• **Task goal**:
Would you transcribe the whole listing exactly, minus its pictures?

• **Records shown**:
+ + + + + + +
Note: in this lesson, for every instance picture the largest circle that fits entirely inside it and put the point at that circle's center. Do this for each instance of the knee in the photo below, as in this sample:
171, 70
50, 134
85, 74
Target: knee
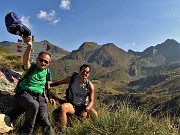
34, 106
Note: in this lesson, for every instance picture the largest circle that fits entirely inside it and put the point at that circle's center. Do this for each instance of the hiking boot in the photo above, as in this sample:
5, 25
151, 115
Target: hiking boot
5, 124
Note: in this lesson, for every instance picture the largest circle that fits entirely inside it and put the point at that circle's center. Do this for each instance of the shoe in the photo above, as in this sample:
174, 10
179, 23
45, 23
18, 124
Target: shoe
5, 124
61, 133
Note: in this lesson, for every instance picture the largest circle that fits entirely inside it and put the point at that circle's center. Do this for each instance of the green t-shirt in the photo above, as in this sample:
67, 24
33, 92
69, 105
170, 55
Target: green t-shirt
36, 81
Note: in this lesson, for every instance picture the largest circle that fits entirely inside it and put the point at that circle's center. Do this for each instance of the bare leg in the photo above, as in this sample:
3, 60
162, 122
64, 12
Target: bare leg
64, 110
93, 112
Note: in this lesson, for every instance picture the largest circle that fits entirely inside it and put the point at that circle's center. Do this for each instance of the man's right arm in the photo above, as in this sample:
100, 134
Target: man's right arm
26, 56
59, 82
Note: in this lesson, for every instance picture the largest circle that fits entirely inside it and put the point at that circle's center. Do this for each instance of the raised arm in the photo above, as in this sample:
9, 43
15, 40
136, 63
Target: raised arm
59, 82
26, 56
91, 97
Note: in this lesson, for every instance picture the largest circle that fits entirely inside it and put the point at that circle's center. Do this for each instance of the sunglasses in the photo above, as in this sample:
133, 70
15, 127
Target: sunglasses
84, 71
43, 60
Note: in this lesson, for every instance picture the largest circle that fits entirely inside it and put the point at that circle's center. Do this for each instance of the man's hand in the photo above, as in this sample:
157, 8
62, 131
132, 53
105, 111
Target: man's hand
28, 40
52, 101
83, 114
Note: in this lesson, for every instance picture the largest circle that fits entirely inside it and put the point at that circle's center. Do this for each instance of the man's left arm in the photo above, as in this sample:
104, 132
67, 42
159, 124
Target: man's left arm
91, 97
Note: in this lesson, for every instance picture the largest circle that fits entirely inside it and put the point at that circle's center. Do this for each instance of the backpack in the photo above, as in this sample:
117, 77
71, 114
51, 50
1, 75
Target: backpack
46, 93
69, 93
15, 26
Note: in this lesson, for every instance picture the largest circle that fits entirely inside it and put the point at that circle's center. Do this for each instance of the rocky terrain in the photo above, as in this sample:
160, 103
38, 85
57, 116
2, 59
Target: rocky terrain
150, 79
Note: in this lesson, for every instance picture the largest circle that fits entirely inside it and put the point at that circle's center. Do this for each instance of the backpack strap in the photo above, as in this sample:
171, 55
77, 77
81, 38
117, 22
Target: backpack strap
46, 92
69, 90
27, 74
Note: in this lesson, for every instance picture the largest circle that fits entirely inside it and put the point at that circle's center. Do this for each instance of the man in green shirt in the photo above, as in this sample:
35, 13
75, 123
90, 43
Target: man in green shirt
29, 97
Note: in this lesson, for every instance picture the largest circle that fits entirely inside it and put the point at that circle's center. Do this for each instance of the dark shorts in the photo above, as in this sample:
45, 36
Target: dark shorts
79, 109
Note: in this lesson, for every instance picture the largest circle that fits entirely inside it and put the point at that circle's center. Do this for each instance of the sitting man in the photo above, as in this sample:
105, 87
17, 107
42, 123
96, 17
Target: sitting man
81, 99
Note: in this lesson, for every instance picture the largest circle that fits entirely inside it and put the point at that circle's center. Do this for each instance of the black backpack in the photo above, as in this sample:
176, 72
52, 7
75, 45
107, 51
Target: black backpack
69, 93
15, 26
+ + + + + + +
• **Output of the task**:
Note: in this lesson, for every instance picture the largest circle that fits entirely inside it and put the point at that circle's center. Do this for each instance of the knee in the photo below, as in this sample:
171, 70
50, 134
85, 74
Target: knee
34, 106
Note: in this lesson, for every instance picture the largest circle that fits entirely inside it and put the point at that circle's center. Do this for each instance of the hiking boot in the photo above, as in this sample:
5, 25
151, 115
Target: hiking boot
5, 124
Note: in this lesson, for every instance picture the largest circle that fits entirely inside it and put the point at that circle's center. Do this for each instance of the shoe in the photo above, as in this sample:
174, 10
179, 23
45, 23
18, 124
Target: shoe
5, 124
61, 133
Note: in this lesson, for every instance picture the largest circle that fits entirely inside it and put the point at that circle's center. Do this for each instance of the green t-shirt in the photo above, as in this sample:
67, 24
33, 92
69, 105
170, 55
Target: green t-shirt
36, 81
Note: in this lesson, for every instance picture the largest circle that fits entirely inside it and put the point at that circle's center. Do this for each instance of the bare leg in the photo above, as in this sample:
3, 60
162, 122
64, 12
Target: bare leg
64, 110
93, 112
Note: in this lesson, for every instance picture the largest circle that fits entirely inside it and put the point at that circle's center. Do this for each instance of the man's right arm in the photo above, as in this sample:
100, 134
Target: man's right arm
26, 56
59, 82
Note: in this lesson, for every instance picture the largest circle that fits entirely inside it and put the point at that circle's center. Do this for each instance of the raised arm in the photo above, as in this sample:
9, 43
15, 40
136, 63
Target: raised arm
59, 82
26, 56
91, 97
Note: in this lesson, for every instance picture the largest circle that fits entirely inside it and put the point at that circle's center. Do this for each instance of the sunglasses in the photo above, as in this sample:
133, 70
15, 127
Target: sunglasses
84, 71
43, 60
Note: in this lesson, for every instance picture the largest circle that fits entirely inside it and put the point at that circle's center. Do this for each instance of the man's hand in the photo above, as in this sample:
157, 8
62, 131
132, 53
105, 111
Target: man's hand
28, 40
52, 101
83, 114
Note: in this lesson, for every instance picture the largest circle that fits entirely inside it and put the point at that circle's center. Do this for each instance of the man's left arm in the photo above, as in this sample:
104, 132
67, 42
159, 124
Target: man's left arm
91, 97
Note: in this lesson, for every instance picture the largest circle that fits entirely inside it and put the point at that circle's center. Do this for each instance of the backpack in the photo above, as in this sample:
117, 77
71, 114
51, 50
1, 75
Target: backpack
46, 93
69, 93
15, 26
Note: in this lesson, for every instance picture the largest circle that fits entirely inside it and put the point at that circle's center. Do this for each instance of the rocky terrain in the photo above, as in this sample:
160, 103
38, 85
57, 116
2, 59
Target: rocky terrain
150, 79
Note: in this lesson, for every instance picture the largest circle that fits entirely inside it and put the point at that circle's center. Do this for each instance of the backpack strap in the photo above, as in this sample:
171, 55
77, 77
81, 38
117, 22
Target: backpack strap
46, 92
69, 90
27, 74
Note: in this lesson, for every instance picture the largest circle that fits entirely inside it and put the point at that circle's center. Do this for each instance of the man in green shirt in the photo above, as in this sample:
35, 13
75, 123
90, 43
Target: man in green shirt
29, 97
Note: in this lesson, for every instance picture the largest circle that fits entirely inside it and put the point at that circle's center. Do this for each instance of the dark shorts in the photo above, as in this sample:
45, 36
Target: dark shorts
79, 109
Note: in this lesson, for every instance picture the largest circle that fits entirely inside it and put the point at that circle's center. Do this for each instance of the sitting man in the photo above, as in this sample:
105, 87
17, 107
42, 123
96, 17
Target: sitting man
81, 99
Note: in this lesson, for every instance picture the largest circle that fits entirely inside it and put the point at that circle's center. Do this for each instance of the black backpack in the photo above, as in this sample:
176, 72
52, 7
75, 45
107, 51
Target: black backpack
69, 93
15, 26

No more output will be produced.